> [Goal] Each entry below should be reproduced character for character.

> [Dataset]
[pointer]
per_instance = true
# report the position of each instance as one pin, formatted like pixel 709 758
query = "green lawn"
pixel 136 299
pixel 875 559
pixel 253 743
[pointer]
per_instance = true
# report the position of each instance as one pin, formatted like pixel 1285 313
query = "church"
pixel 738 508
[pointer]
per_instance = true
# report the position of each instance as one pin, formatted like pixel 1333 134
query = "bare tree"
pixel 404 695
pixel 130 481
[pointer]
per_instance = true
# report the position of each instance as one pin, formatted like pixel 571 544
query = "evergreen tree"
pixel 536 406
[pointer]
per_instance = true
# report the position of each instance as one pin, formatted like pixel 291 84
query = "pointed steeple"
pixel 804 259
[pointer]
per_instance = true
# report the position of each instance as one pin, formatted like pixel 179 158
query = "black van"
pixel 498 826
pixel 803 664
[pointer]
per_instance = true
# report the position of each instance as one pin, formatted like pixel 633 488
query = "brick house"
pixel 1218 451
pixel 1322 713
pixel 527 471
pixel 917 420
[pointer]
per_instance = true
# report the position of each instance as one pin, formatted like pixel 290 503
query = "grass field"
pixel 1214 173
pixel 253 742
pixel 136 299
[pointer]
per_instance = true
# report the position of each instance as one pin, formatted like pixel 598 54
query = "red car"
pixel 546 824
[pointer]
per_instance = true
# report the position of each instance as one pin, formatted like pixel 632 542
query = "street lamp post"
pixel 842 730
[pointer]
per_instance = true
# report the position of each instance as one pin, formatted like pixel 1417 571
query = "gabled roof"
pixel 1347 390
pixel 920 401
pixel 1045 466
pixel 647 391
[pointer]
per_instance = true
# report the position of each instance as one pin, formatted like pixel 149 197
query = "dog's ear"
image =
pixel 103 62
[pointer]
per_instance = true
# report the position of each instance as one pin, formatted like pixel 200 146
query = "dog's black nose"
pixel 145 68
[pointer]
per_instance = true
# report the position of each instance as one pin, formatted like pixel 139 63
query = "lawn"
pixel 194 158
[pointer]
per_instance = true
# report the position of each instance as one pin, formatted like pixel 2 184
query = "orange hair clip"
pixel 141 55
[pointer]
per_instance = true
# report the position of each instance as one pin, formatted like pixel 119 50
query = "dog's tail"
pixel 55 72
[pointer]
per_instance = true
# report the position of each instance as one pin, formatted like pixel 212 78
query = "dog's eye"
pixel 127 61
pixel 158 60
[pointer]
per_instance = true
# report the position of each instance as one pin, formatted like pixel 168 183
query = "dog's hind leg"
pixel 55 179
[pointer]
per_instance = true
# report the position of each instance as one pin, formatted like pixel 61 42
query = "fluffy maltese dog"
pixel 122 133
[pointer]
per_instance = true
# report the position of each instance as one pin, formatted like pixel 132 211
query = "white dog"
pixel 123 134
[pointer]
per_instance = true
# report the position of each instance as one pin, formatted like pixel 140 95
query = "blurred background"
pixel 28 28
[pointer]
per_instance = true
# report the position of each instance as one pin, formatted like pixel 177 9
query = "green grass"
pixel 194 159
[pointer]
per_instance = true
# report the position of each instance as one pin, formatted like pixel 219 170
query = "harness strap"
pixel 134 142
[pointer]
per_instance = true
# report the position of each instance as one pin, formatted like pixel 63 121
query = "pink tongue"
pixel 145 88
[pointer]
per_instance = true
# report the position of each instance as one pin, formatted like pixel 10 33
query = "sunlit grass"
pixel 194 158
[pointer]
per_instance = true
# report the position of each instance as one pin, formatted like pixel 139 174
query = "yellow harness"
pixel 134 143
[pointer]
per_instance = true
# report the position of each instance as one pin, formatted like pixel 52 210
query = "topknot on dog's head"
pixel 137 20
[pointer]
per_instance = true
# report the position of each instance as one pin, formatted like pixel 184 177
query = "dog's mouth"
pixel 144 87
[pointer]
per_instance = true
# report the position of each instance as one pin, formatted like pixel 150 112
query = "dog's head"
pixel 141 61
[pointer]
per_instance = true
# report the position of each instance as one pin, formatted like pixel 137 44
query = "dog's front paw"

> [Output below]
[pointer]
per_instance = true
# report the position of each instance as one pin, formatted like pixel 709 758
query = "green lawn"
pixel 136 299
pixel 875 559
pixel 253 743
[pointer]
per_instance = true
# report the position of each instance as one pin, formatted like pixel 1285 313
query = "church"
pixel 738 508
[pointer]
per_instance = true
# report the position of each instance as one pin, formatted like pixel 1333 134
query = "bare tree"
pixel 404 695
pixel 130 481
[pointer]
per_instance = true
# report the position of each instance as one pin, formatted like pixel 571 544
query = "evergreen tree"
pixel 536 406
[pointer]
per_instance = true
# report the position of each instance as one pin, formatted like pixel 291 84
query = "pointed steeple"
pixel 804 259
[pointer]
per_instance = true
# report the position of each instance as one pin, formatted like pixel 179 158
query = "black van"
pixel 498 826
pixel 803 664
[pointer]
per_instance = true
# report the position of each instance as one pin, formatted like pixel 633 488
query = "brick house"
pixel 1218 451
pixel 1322 713
pixel 527 471
pixel 917 420
[pointer]
per_instance = true
# report the position of each instance as one pin, formatted like pixel 290 503
query = "grass field"
pixel 1214 173
pixel 253 742
pixel 136 299
[pointer]
per_instance = true
# report the position of each instance as one pin, formatted like pixel 598 54
query = "red car"
pixel 546 824
[pointer]
per_instance = true
# report the position of each instance as one pin, formatted like pixel 632 542
query = "street lamp post"
pixel 842 730
[pointer]
per_instance = true
# report the position of each instance as one pin, formatted like pixel 1417 571
query = "gabled roof"
pixel 1347 390
pixel 920 401
pixel 1045 466
pixel 647 391
[pointer]
per_instance = true
# report the position of each instance as one pin, formatted like pixel 149 197
query = "dog's ear"
image =
pixel 103 62
[pointer]
per_instance = true
# report the position of each instance as one pin, formatted like pixel 200 146
query = "dog's black nose"
pixel 145 68
[pointer]
per_instance = true
# report the position of each instance as one pin, formatted like pixel 139 63
query = "lawn"
pixel 194 158
[pointer]
per_instance = true
# report the position of each instance as one pin, formatted like pixel 2 184
query = "orange hair clip"
pixel 141 55
[pointer]
per_instance = true
# report the position of each instance as one pin, formatted like pixel 119 50
query = "dog's tail"
pixel 55 72
[pointer]
per_instance = true
# report the position of each instance as one pin, formatted like pixel 212 78
query = "dog's eye"
pixel 127 61
pixel 158 60
[pointer]
per_instance = true
# report the position of each instance as one pin, formatted like pixel 168 183
query = "dog's hind leg"
pixel 55 179
[pointer]
per_instance = true
# report the position of each instance as one pin, formatted like pixel 61 42
query = "fluffy maltese dog"
pixel 122 133
[pointer]
per_instance = true
# report the position of each instance as one pin, formatted like pixel 132 211
query = "white dog"
pixel 123 134
[pointer]
per_instance = true
# report the position of each instance as one pin, formatted like pixel 140 95
query = "blurred background"
pixel 28 28
[pointer]
per_instance = true
# report the position of each instance as one pin, formatted like pixel 177 9
query = "green grass"
pixel 194 159
[pointer]
per_instance = true
# report the position of each instance as one pin, formatted like pixel 219 170
query = "harness strap"
pixel 134 142
[pointer]
per_instance = true
# report the position of each instance as one pin, formatted like pixel 63 121
query = "pink tongue"
pixel 145 88
[pointer]
per_instance = true
# report the position of each instance as one pin, formatted like pixel 10 33
query = "sunlit grass"
pixel 194 158
[pointer]
per_instance = true
# report the position of each instance as one pin, formatted like pixel 139 174
query = "yellow harness"
pixel 134 143
[pointer]
per_instance = true
# report the position of each instance as one pin, formatted like pixel 52 210
query = "topknot on dog's head"
pixel 137 20
[pointer]
per_instance = true
# report the position of each instance as one pin, formatted like pixel 184 177
query = "dog's mouth"
pixel 144 87
[pointer]
per_instance = true
# report the position of each instance as one pin, formatted like pixel 150 112
query = "dog's head"
pixel 141 61
[pointer]
per_instance = true
# report the position of each instance as one pin, formatted like pixel 137 44
query = "dog's front paw"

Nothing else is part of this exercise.